Aim: Starting at the line that contains "Would you be willing to put a dot on the grass" and continuing through the end of the records, change "grass lawn" to "turf" and write out those lines again with nothing else altered.

[Named object pointing entries]
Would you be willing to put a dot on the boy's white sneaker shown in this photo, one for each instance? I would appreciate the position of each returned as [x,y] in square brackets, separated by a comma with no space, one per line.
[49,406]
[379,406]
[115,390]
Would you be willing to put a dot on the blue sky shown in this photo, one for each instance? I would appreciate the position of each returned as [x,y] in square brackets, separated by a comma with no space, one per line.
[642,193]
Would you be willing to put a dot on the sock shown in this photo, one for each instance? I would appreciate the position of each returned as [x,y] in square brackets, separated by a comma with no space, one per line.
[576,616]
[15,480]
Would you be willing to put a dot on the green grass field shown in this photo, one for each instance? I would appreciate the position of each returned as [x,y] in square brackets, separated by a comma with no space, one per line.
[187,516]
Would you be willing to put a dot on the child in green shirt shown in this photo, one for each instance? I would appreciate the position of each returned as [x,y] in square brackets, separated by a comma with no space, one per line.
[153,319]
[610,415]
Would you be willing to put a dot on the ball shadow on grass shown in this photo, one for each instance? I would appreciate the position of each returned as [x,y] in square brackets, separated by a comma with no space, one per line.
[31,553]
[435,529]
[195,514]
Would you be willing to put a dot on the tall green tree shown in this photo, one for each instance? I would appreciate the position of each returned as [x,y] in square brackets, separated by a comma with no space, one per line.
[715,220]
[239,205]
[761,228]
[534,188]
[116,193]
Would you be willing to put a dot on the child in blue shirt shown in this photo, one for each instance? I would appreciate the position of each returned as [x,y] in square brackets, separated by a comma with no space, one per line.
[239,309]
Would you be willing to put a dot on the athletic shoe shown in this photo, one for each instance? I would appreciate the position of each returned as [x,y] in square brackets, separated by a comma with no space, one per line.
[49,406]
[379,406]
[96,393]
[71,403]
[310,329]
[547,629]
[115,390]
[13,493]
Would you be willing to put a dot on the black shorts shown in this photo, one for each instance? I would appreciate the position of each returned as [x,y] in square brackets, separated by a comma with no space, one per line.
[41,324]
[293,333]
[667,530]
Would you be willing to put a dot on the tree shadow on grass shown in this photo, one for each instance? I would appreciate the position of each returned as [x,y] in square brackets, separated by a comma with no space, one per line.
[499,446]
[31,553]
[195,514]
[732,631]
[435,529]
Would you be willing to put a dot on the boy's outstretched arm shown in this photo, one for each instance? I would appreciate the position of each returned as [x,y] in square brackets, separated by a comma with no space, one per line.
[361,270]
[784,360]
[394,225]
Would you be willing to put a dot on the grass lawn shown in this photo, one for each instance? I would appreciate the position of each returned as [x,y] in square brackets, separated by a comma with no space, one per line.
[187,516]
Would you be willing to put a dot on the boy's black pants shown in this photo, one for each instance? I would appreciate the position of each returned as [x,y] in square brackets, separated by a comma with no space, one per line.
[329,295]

Written answer:
Would you be willing to put a dot on the turf shown in this photo, one for each instance? I would appreciate the position of each returned as [x,y] in square brackets, separated by a comma with no space, one per line.
[187,516]
Would you be willing to put a dot on the boy's black pants shown in this photo, one for each instance? I would appreciate the position of each returned as [x,y] in square brackets, separated by a comma with no space, one per line.
[329,295]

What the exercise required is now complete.